## Study text
------------------------------------------------------------------------

Critic calls term limits on ballot `intellectually dishonest'
County's water district hopes to allow veteran members longer stay
Two months from now, early voting will begin for California's June 7 primary election.
When voters in Santa Clara County look at their ballots, they'll see a measure that asks if they want “to limit” the number of terms that board members of the Santa Clara Valley Water District — Silicon Valley's largest water provider — may serve.
The wording is a classic example of political trickery, critics say.
Far from limiting how long members of the water district's board are allowed to serve, the measure, if approved by a majority of voters, actually would extend the number of years they can stay on the board by loosening existing rules, while hiding that fact in dense legal language.
Based in San Jose, the district provides drinking water and flood protection to 2 million residents of Santa County. One of the largest government agencies in the county, its seven elected board members are paid up to $59,000 a year, depending on how many meetings they attend. They receive medical, dental and vision benefits, along with life insurance, travel insurance while on district business, personal accident insurance and pet insurance from the district.
In 2010, Santa Clara County voters approved Measure C, limiting them to three successive fouryear terms, with more possible if they took at least four years off.
But now several board members are facing the end of those terms. And some are saying it would be too risky for the public if they leave the agency, with the state facing a severe drought and the district struggling to complete major projects like rebuilding Anderson Dam.

------------------------------------------------------------------------

## Saved entries
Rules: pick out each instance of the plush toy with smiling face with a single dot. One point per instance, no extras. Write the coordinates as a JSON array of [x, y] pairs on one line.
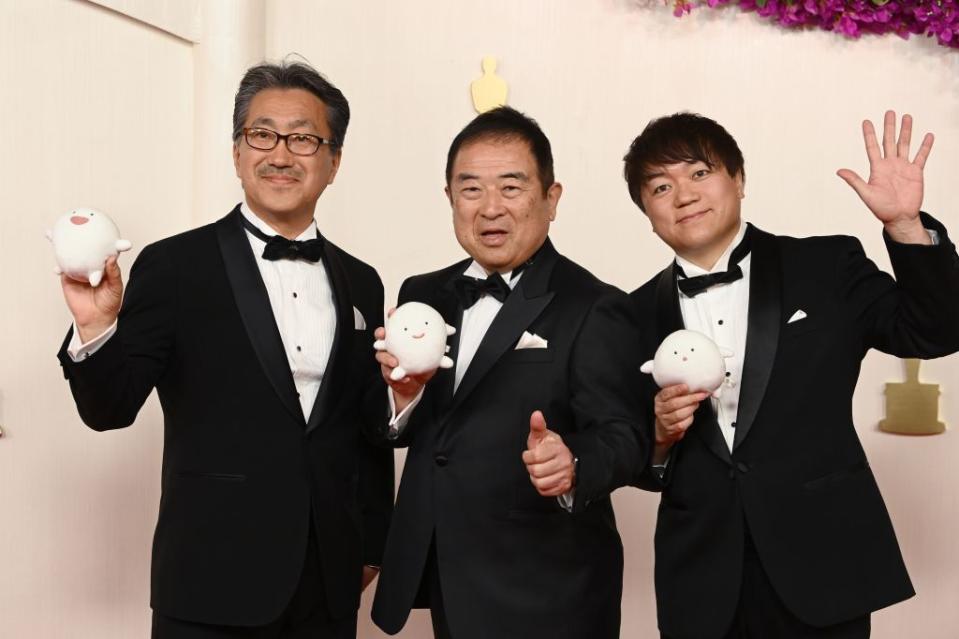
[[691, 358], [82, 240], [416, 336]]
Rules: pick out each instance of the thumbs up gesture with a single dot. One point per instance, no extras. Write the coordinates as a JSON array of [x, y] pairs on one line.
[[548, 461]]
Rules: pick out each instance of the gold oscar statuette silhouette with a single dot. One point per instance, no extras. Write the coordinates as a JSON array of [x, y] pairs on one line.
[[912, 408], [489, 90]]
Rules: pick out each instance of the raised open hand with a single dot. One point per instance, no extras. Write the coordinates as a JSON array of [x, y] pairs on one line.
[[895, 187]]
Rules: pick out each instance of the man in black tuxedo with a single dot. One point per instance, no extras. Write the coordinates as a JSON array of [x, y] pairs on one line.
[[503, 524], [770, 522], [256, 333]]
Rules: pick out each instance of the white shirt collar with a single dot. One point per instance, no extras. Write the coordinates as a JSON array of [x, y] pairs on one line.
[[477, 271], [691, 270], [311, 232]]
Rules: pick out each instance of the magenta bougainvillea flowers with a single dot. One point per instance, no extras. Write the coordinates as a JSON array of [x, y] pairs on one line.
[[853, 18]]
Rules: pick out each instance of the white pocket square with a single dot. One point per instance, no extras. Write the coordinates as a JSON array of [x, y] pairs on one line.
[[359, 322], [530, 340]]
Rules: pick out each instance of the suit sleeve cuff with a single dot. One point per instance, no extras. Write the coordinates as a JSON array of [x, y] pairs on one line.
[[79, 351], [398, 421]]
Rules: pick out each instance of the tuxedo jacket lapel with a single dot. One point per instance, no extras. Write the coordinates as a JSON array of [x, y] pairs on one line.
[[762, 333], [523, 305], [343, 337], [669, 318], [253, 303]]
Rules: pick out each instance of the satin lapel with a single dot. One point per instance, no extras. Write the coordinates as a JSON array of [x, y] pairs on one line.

------------------------------------------------------------------------

## Problems and tasks
#1 Echo the water district article word for word, starting at "The wording is" and ending at "from the district.".
#2 In the water district article, in what year did Santa Clara County voters approve Measure C?
The items have no connection to the water district article.

## Task-by-task outputs
#1
The wording is a classic example of political trickery, critics say.
Far from limiting how long members of the water district's board are allowed to serve, the measure, if approved by a majority of voters, actually would extend the number of years they can stay on the board by loosening existing rules, while hiding that fact in dense legal language.
Based in San Jose, the district provides drinking water and flood protection to 2 million residents of Santa County. One of the largest government agencies in the county, its seven elected board members are paid up to $59,000 a year, depending on how many meetings they attend. They receive medical, dental and vision benefits, along with life insurance, travel insurance while on district business, personal accident insurance and pet insurance from the district.

#2 2010